======== Provided records ========
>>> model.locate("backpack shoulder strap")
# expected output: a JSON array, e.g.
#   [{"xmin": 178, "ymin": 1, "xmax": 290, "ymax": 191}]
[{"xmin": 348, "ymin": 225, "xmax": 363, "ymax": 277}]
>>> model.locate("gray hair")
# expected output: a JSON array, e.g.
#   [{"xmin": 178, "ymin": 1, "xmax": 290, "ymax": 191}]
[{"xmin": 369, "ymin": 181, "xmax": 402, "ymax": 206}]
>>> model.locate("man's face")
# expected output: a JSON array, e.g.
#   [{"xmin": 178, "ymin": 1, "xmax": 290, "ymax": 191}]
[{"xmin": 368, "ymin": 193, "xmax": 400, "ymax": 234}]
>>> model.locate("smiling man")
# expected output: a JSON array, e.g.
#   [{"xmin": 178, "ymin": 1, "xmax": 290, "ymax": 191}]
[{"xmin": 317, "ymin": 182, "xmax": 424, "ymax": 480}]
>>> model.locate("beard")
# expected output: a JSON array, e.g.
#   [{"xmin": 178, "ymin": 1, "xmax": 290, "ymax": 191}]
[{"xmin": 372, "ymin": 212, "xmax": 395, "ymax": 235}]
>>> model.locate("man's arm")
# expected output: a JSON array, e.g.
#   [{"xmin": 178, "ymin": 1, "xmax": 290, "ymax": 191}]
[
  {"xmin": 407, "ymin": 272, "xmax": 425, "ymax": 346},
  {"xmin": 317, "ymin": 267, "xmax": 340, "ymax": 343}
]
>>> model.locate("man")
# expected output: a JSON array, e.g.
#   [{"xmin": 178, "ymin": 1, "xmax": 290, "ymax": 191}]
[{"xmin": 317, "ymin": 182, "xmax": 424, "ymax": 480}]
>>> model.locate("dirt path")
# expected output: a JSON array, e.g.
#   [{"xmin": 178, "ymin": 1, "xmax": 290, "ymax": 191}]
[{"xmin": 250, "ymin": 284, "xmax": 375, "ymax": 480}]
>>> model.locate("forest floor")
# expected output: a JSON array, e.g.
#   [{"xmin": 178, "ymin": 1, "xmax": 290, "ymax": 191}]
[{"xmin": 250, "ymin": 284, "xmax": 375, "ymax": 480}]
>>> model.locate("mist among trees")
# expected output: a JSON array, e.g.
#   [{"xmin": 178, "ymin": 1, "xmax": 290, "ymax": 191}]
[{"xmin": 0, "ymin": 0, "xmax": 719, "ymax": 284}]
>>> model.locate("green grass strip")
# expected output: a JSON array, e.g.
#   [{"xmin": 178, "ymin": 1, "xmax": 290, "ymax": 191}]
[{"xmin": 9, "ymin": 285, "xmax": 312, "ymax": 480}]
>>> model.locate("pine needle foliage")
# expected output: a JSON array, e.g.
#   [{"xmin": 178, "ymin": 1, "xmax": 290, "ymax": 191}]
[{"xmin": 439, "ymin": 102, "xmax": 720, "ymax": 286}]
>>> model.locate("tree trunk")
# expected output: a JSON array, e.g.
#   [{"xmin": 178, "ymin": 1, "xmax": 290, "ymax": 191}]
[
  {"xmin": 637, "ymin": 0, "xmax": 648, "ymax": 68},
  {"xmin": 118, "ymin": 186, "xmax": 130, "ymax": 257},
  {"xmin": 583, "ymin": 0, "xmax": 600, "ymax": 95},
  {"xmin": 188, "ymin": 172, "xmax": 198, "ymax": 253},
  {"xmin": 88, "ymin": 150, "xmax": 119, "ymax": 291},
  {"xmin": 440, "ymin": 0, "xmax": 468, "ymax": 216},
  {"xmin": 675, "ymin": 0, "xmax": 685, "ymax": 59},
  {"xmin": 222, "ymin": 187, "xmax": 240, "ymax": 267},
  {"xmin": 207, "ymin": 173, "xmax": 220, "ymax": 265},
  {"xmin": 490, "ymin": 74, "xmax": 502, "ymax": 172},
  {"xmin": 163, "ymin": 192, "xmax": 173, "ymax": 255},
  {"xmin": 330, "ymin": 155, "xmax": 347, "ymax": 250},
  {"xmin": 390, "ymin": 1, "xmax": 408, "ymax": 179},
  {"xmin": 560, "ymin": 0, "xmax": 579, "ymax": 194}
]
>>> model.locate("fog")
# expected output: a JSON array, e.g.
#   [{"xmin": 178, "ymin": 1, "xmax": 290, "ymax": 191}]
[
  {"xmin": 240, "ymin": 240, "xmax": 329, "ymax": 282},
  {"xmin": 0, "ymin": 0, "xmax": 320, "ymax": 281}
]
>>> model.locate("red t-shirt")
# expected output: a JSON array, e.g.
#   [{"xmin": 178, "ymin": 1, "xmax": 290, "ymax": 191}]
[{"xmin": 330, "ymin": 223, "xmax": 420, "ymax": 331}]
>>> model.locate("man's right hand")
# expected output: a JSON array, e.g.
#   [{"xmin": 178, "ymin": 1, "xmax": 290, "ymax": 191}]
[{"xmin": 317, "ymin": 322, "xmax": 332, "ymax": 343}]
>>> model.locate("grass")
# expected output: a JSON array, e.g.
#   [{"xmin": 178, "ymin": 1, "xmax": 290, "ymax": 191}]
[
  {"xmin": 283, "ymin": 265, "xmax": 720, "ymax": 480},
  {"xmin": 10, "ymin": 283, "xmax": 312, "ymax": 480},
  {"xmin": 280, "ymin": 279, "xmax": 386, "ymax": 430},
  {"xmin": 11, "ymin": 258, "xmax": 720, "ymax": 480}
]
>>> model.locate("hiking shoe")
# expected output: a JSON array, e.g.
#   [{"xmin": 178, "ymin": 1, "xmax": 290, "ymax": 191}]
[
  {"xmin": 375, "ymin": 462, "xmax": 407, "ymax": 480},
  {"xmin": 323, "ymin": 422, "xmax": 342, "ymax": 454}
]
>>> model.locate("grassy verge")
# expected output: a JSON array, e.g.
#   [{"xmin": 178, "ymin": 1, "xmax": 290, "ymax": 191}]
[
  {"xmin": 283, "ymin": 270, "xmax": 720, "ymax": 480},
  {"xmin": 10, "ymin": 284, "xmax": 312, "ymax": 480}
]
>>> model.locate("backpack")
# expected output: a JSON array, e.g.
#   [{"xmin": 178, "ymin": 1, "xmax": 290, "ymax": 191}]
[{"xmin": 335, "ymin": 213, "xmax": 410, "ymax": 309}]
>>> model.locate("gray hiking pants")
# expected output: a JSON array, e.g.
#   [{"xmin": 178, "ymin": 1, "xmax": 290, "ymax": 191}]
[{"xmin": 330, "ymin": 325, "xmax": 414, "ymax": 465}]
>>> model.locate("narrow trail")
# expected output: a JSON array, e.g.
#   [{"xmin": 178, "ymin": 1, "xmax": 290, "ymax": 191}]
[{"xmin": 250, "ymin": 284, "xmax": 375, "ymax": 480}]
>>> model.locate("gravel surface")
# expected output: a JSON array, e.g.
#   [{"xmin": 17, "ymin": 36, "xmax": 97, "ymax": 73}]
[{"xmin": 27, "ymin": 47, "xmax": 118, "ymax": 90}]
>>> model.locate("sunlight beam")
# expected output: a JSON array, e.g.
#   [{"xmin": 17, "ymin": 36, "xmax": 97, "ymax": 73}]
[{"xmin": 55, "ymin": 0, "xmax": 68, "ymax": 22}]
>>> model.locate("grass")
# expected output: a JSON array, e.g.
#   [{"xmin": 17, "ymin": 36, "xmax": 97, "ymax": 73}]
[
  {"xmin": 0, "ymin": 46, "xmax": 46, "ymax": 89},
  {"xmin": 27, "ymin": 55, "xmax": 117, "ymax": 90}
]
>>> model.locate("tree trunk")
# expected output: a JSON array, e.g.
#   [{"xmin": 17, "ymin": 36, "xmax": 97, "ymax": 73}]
========
[Task instructions] Pick out each line in the records above that contains the word "backpack" and copy those lines.

[Exercise output]
>>> model.locate("backpack shoulder strap")
>>> model.locate("backpack")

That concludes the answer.